Task description: What you return should be the line containing "the doctor's other" and each line after it to the end of the records, copied exactly.

(Dataset records begins)

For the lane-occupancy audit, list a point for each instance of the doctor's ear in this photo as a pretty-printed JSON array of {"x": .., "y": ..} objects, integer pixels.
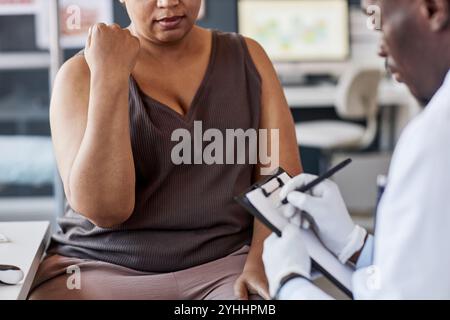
[{"x": 437, "y": 13}]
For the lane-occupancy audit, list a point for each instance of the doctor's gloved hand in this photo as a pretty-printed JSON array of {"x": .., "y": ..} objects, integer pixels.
[
  {"x": 285, "y": 257},
  {"x": 331, "y": 221}
]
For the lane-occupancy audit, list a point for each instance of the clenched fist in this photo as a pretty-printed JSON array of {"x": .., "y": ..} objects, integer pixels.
[{"x": 111, "y": 49}]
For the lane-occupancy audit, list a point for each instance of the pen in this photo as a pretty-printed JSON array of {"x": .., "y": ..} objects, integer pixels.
[{"x": 322, "y": 178}]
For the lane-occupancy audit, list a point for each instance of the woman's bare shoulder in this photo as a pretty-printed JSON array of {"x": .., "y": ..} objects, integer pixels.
[
  {"x": 259, "y": 56},
  {"x": 74, "y": 70},
  {"x": 72, "y": 87}
]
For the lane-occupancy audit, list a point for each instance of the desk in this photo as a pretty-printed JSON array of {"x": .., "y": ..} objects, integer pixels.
[
  {"x": 390, "y": 94},
  {"x": 26, "y": 249}
]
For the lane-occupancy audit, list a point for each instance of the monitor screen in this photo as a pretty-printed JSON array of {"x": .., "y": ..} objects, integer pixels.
[{"x": 298, "y": 30}]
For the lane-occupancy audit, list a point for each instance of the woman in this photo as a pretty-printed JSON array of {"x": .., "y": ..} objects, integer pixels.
[{"x": 138, "y": 226}]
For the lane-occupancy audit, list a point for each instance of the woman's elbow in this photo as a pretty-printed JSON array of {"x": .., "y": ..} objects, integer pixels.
[{"x": 104, "y": 214}]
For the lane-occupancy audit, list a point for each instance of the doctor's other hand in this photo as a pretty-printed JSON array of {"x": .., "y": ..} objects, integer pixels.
[
  {"x": 331, "y": 220},
  {"x": 285, "y": 257}
]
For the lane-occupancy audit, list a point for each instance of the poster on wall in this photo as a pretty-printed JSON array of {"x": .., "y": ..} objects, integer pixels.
[
  {"x": 18, "y": 7},
  {"x": 76, "y": 17}
]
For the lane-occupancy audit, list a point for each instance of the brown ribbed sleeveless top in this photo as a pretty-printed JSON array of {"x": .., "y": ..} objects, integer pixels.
[{"x": 185, "y": 214}]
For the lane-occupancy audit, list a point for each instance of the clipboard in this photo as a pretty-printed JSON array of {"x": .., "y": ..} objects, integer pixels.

(Dataset records ends)

Solution to this task:
For the lane-occupancy audit, list a point for each instance of the doctor's other hand in this photo as a pretty-printed JSON array of {"x": .., "y": ..} objects, integer pixels.
[
  {"x": 331, "y": 220},
  {"x": 285, "y": 257}
]
For the lane-occupancy audit, list a point for each instance of the poster on wall in this photo as a pretty-printed JSON array of {"x": .., "y": ..} objects, integer pixels.
[
  {"x": 18, "y": 7},
  {"x": 76, "y": 17}
]
For the lane-occupancy audit, list a point for each instance of the brown ribbed sleeveless top in this photo as a pretty-printed JSON array of {"x": .., "y": ..} objects, integer pixels.
[{"x": 185, "y": 214}]
For the lane-occupancy audit, list a point for each instance of the clipboard in this photo as a pretty-printed JSON array of {"x": .., "y": ..} objects, integer pixels.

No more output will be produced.